● Required task: Report each line in the rows below that contains the word "stone". Case counts, so a line matches only if the letters are the same case.
++++
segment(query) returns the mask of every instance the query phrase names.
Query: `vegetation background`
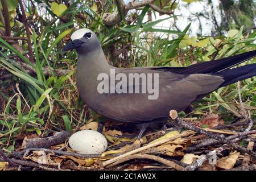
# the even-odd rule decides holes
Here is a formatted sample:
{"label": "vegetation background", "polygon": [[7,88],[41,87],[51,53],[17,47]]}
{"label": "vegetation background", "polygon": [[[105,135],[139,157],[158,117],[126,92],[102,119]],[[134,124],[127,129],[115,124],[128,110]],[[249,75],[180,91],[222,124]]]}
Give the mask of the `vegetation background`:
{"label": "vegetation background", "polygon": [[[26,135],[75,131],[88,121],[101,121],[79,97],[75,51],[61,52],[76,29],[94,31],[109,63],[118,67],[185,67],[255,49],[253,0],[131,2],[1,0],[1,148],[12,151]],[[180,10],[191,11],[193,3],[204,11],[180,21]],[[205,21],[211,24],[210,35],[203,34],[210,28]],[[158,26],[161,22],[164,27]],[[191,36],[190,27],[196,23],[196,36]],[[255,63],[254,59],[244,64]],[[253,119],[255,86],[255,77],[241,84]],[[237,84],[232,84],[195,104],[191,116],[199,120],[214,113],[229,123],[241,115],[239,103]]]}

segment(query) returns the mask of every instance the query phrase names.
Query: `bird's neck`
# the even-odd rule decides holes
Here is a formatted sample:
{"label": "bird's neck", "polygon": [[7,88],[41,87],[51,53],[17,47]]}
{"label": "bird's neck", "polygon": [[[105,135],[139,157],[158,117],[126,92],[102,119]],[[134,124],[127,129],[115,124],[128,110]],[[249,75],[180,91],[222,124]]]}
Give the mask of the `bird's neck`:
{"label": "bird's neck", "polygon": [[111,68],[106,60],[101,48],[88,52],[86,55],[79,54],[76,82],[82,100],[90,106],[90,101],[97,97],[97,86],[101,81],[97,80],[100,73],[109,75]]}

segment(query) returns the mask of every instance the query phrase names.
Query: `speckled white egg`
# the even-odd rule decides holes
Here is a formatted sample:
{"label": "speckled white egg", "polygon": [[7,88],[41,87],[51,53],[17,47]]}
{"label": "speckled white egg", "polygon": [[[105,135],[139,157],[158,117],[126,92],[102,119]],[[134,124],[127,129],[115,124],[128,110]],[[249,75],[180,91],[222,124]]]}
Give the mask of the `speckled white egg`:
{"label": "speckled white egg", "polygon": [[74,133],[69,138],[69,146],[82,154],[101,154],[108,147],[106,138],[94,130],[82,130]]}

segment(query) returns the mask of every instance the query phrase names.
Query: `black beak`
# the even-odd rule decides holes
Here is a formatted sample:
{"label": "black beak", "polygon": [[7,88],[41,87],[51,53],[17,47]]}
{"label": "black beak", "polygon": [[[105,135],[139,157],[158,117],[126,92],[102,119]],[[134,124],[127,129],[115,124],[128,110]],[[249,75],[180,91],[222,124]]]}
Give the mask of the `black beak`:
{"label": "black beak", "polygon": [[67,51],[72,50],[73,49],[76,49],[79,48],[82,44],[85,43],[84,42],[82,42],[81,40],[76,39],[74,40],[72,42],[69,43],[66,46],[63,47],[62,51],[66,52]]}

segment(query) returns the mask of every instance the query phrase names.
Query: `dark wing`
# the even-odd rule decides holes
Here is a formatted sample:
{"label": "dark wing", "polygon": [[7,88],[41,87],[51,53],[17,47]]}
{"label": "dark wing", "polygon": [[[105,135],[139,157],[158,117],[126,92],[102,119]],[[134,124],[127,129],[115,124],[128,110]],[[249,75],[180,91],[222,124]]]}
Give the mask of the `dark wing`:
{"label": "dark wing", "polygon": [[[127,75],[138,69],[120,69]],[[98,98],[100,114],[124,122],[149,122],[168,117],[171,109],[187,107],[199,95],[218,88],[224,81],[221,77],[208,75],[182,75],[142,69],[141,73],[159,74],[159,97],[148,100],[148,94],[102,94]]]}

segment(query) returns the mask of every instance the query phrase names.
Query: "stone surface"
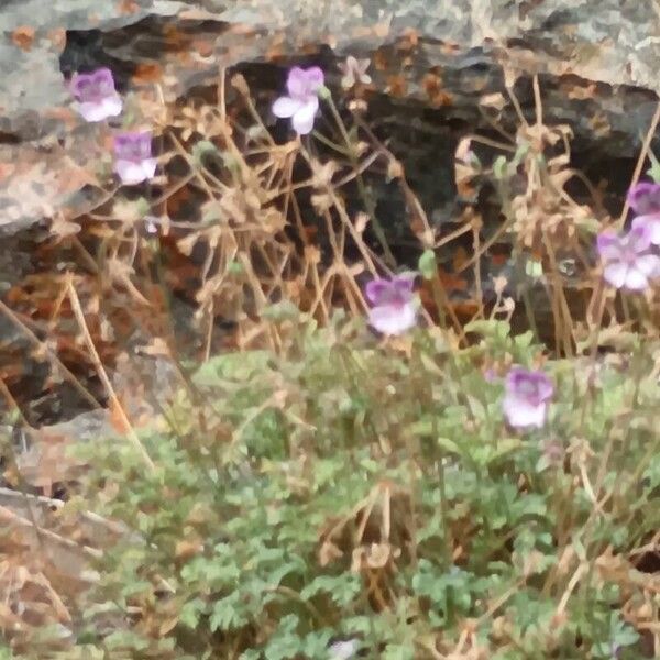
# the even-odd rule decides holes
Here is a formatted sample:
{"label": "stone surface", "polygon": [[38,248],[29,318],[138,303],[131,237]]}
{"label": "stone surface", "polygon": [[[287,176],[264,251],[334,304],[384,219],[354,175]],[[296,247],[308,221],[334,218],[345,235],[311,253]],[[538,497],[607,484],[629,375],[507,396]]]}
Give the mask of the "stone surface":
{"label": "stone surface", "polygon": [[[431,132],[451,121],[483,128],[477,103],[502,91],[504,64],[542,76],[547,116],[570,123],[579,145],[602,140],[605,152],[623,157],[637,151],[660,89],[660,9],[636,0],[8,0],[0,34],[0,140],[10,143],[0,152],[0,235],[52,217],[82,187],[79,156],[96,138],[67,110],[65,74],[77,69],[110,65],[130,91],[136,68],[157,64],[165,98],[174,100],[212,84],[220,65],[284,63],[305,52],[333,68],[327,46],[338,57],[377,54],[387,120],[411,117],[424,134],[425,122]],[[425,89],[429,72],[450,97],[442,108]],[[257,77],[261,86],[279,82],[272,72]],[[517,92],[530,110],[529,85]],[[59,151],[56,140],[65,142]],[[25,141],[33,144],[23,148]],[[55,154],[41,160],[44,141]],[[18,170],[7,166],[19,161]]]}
++++
● Written solution:
Query: "stone surface"
{"label": "stone surface", "polygon": [[38,248],[29,318],[138,303],[131,237]]}
{"label": "stone surface", "polygon": [[[287,176],[264,251],[334,304],[384,219],[354,175]],[[296,247],[308,221],[334,218],[345,235],[311,253]],[[538,497],[607,484],[629,375],[507,396]]]}
Give the mask of the "stone surface":
{"label": "stone surface", "polygon": [[[431,132],[451,121],[483,128],[477,103],[502,91],[504,64],[542,76],[547,116],[570,123],[579,145],[602,140],[605,152],[623,157],[637,151],[660,89],[660,9],[636,0],[8,0],[0,34],[0,140],[10,143],[0,152],[0,235],[52,217],[82,187],[79,156],[96,138],[67,110],[65,74],[77,69],[110,65],[130,91],[136,68],[157,64],[165,98],[174,100],[212,84],[220,65],[284,63],[305,52],[333,68],[327,46],[338,57],[377,54],[387,120],[411,117],[424,134],[425,122]],[[425,89],[429,72],[450,97],[442,108]],[[257,77],[261,86],[279,82],[272,72]],[[517,92],[530,110],[529,85]],[[59,151],[56,140],[65,142]],[[25,141],[33,144],[23,148]],[[55,154],[41,160],[44,141]],[[18,170],[7,166],[19,161]]]}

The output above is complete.